I WAS BRILLIANT, AND A MUSICAL GENIUS
These kind affirmations might have been the toughest words to live up to as I grew into an adult and throughout my career. Mostly because I actually believed them. Why would I not? Full grown adults who know what brilliance is would say it time after time. I am not saying that these words were harmful. Simply impossible for me to live up to. After all, Mozart was a musical genius. I don’t remember composing my first symphony when I was 8 years old. I’m 56 now and still haven’t even written my first one.
Looking back, these people simply were being overly kind (or they had a very low threshold for brilliance and genius). I knew perfectly well at the time the social difference between giving a strong compliment to make someone feel good, versus saying something that is just not true. Even considering this I admit that I bought into it. I was convinced that I was actually doing brilliant things. Throughout high school I was able to do many things that people twice my age weren’t doing. I wired a new retail and warehouse building when I was 16. I could barely drive, but I was supplying heavy machinery, commercial lighting and more with their proper voltage and amperage requirements for an entire building. I was figuring it out as I went along, but it kept passing the inspections. This certainly fulled my belief that I was doing brilliant things. Not true. I was simply resourceful - perhaps a little gifted.
On the music side I didn’t actually believe the “musical genius” bit, but I did buy in that I was brilliant. This led me to starting bands, only to treat my band-mates like they were second class. And a cover band wouldn’t do - My band was going to play my own amazing songs. Here’s how my first band ended:
The lead guitar player called me up on New Years morning. “This just isn’t going anywhere,” he said. “We’ve been at this for a long time” (we’d been together 9 months or so) “and we should probably just throw the towel in”. That was it. Then the next week I hear through friends that the three of them started their own band. The reality hit me they had just kicked me out of my own band. They apparently (and correctly) thought that I took all the fun out of it. After all, I was obsessed with trying to build something brilliant - something that we had to pour everything we’ve got into. They probably just thought that a fun rock band on the side is how you met girls. It was my first failure at achieving brilliance that I can remember. It also started a long trend where my drive for brilliance took all the fun out of things for those around me. This was for better and for worse and probably deserves its own blog.

▸ **What the exercise asks**
Rewrite the passage between "I WAS BRILLIANT, AND" and "my first one.", inclusive, putting "Beethoven" wherever "Mozart" appears. Rely only on the passage above.

▸ **Supplied entries**
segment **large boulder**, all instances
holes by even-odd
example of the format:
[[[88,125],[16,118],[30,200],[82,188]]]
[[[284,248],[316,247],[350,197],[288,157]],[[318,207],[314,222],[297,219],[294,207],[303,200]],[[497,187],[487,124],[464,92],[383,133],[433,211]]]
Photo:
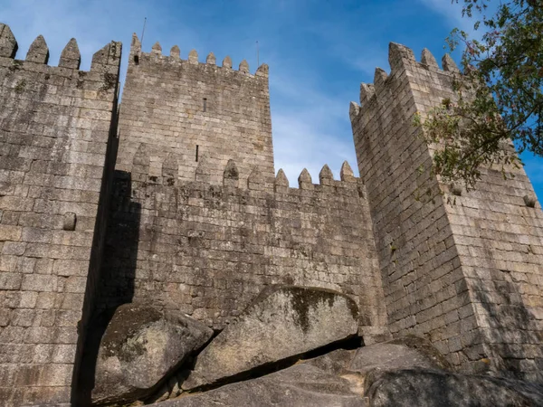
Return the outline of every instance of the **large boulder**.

▸ **Result for this exercise**
I WAS BRILLIANT, AND A MUSICAL GENIUS
These kind affirmations might have been the toughest words to live up to as I grew into an adult and throughout my career. Mostly because I actually believed them. Why would I not? Full grown adults who know what brilliance is would say it time after time. I am not saying that these words were harmful. Simply impossible for me to live up to. After all, Beethoven was a musical genius. I don’t remember composing my first symphony when I was 8 years old. I’m 56 now and still haven’t even written my first one.